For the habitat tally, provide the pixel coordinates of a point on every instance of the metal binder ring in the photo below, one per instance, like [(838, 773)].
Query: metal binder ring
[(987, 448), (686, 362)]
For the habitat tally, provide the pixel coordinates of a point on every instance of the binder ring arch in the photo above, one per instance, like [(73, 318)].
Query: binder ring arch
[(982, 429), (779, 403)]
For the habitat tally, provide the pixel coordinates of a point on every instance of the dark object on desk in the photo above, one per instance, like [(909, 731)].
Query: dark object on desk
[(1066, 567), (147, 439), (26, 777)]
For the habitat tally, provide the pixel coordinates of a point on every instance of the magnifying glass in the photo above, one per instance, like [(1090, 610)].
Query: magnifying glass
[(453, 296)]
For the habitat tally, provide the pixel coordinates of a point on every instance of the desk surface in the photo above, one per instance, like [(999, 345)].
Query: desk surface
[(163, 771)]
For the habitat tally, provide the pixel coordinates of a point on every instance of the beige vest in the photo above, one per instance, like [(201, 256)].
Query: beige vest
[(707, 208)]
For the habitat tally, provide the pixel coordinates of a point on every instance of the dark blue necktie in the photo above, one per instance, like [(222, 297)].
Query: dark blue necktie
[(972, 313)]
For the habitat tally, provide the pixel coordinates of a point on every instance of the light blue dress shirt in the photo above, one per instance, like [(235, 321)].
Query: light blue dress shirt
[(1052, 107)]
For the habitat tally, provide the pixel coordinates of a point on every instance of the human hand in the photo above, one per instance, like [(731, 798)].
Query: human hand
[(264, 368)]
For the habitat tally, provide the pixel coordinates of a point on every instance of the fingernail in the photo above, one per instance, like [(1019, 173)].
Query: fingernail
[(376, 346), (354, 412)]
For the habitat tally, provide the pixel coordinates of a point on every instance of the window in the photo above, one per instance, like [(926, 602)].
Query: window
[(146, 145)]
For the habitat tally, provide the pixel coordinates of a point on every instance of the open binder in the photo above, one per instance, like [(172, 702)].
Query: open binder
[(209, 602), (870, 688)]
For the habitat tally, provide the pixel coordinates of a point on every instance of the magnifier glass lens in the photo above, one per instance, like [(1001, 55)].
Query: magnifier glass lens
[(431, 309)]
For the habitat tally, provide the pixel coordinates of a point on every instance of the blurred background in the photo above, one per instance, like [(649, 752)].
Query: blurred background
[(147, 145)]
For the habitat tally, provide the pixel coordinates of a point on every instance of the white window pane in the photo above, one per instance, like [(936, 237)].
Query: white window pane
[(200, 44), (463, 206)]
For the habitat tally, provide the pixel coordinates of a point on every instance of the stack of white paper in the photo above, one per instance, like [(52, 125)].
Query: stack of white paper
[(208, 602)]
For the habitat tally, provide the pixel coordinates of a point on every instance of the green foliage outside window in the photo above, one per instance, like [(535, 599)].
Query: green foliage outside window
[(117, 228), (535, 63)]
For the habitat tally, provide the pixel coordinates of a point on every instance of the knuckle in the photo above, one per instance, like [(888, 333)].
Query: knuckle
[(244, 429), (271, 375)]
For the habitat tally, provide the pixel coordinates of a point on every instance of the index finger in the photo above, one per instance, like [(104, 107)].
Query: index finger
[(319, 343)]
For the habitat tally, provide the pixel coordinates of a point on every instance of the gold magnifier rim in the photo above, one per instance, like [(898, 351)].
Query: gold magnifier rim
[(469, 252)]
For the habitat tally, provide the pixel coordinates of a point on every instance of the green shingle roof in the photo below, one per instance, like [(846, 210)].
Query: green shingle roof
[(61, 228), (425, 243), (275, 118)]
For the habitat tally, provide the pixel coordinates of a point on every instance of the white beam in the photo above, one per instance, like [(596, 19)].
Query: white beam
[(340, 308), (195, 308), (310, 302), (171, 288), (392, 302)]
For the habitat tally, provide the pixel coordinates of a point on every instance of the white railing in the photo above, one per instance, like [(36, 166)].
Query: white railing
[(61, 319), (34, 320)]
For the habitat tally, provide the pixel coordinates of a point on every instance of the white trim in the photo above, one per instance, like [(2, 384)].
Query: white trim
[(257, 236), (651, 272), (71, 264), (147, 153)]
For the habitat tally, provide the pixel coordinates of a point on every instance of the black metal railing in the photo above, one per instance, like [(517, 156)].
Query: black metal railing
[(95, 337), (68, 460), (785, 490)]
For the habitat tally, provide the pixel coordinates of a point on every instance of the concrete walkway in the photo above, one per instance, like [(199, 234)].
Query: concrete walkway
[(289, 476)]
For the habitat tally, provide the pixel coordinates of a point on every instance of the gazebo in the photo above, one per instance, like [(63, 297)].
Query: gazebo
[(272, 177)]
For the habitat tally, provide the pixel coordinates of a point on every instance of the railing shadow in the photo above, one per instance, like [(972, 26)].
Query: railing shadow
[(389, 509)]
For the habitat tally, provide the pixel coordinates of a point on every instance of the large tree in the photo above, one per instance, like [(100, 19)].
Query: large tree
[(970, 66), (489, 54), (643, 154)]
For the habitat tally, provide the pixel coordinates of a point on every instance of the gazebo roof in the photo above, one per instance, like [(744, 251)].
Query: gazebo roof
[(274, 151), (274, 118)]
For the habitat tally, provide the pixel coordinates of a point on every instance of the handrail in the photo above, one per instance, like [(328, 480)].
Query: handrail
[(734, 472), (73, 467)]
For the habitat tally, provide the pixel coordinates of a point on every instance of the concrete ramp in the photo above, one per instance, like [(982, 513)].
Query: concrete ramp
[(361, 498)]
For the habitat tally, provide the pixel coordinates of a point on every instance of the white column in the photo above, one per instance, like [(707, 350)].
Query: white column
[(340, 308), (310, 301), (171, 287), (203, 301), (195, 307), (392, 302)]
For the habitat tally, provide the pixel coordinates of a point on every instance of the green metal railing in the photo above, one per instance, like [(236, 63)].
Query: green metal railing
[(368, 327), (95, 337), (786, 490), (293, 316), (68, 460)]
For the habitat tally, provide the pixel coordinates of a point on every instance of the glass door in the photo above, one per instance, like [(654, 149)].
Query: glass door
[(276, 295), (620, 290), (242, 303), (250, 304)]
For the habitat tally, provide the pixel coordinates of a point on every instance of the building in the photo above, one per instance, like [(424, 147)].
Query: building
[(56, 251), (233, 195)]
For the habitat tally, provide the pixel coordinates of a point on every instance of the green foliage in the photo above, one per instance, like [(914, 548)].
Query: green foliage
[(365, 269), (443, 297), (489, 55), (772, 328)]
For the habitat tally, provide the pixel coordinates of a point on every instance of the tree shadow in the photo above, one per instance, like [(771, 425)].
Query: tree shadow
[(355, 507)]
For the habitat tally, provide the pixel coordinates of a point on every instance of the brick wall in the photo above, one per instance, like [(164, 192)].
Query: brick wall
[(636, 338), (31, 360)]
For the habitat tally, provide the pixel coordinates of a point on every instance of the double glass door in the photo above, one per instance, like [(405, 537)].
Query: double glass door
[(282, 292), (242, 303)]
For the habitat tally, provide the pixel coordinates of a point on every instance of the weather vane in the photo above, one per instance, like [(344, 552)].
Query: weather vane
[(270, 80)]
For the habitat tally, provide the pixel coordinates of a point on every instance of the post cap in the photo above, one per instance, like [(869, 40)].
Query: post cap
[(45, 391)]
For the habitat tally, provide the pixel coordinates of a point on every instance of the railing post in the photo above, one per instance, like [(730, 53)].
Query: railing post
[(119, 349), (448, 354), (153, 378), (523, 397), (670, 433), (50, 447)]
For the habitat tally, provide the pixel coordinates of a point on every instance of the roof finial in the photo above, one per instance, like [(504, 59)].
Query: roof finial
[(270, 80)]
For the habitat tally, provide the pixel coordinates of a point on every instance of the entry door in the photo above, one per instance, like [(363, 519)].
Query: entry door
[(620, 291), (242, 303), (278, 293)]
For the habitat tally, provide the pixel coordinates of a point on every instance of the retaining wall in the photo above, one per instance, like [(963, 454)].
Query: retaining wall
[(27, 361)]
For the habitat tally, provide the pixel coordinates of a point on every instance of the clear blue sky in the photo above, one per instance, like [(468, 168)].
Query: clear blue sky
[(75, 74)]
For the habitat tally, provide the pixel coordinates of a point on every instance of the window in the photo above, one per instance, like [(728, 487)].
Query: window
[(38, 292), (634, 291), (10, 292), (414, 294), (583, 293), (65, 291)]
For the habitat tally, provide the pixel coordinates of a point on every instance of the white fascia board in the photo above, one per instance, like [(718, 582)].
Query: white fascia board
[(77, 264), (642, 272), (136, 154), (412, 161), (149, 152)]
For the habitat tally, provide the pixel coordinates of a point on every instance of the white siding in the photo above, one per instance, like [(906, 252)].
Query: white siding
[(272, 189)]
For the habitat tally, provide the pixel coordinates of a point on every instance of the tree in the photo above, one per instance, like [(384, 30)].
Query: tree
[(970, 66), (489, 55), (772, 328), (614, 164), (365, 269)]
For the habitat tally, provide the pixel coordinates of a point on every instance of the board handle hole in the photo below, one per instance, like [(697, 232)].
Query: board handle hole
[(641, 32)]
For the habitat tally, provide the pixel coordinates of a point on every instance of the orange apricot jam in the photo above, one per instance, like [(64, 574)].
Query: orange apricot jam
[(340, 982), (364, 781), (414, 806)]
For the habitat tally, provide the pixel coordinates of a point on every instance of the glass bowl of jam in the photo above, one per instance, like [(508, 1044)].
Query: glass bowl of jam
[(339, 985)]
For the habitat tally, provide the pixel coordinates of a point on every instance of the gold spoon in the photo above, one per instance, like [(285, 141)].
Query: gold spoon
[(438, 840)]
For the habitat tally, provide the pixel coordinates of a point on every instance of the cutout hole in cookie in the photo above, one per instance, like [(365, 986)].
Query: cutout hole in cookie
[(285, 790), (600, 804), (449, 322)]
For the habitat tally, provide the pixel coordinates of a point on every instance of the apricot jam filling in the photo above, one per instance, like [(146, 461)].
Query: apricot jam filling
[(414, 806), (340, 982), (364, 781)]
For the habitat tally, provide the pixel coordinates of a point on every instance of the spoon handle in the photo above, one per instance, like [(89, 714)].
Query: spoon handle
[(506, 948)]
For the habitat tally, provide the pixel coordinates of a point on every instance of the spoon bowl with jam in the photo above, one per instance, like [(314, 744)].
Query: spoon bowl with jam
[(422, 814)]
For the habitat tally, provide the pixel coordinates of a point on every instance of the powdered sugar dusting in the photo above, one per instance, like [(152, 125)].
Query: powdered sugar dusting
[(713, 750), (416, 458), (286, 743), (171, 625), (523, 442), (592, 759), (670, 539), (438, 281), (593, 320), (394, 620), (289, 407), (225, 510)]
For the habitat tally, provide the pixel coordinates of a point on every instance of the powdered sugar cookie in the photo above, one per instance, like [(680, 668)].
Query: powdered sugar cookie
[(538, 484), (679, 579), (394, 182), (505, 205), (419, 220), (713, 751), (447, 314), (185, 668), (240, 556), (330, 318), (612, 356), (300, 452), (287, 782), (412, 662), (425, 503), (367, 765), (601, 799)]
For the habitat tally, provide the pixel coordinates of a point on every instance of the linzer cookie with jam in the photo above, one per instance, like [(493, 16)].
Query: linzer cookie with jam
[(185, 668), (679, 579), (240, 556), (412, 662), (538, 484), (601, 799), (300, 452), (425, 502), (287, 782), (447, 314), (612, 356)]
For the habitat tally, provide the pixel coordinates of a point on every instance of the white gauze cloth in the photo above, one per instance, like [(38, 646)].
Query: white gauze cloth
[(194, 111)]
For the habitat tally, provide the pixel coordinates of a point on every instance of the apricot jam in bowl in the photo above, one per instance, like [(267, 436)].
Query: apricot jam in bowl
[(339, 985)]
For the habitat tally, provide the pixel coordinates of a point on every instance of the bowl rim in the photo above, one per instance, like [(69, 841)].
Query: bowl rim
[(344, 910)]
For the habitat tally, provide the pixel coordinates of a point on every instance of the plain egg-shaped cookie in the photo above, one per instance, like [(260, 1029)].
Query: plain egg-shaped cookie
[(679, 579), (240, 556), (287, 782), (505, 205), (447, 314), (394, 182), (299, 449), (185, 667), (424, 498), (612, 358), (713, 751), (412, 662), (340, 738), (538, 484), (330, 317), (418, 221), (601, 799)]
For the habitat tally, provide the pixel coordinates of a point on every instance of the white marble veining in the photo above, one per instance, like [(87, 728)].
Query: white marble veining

## Task instructions
Show each line of the data that contains the string "marble".

## Exercise solution
For the habitat tally, provide the pixel coordinates of a point on every instance of the white marble veining in the photo above, one per instance, like [(87, 728)].
Query: white marble veining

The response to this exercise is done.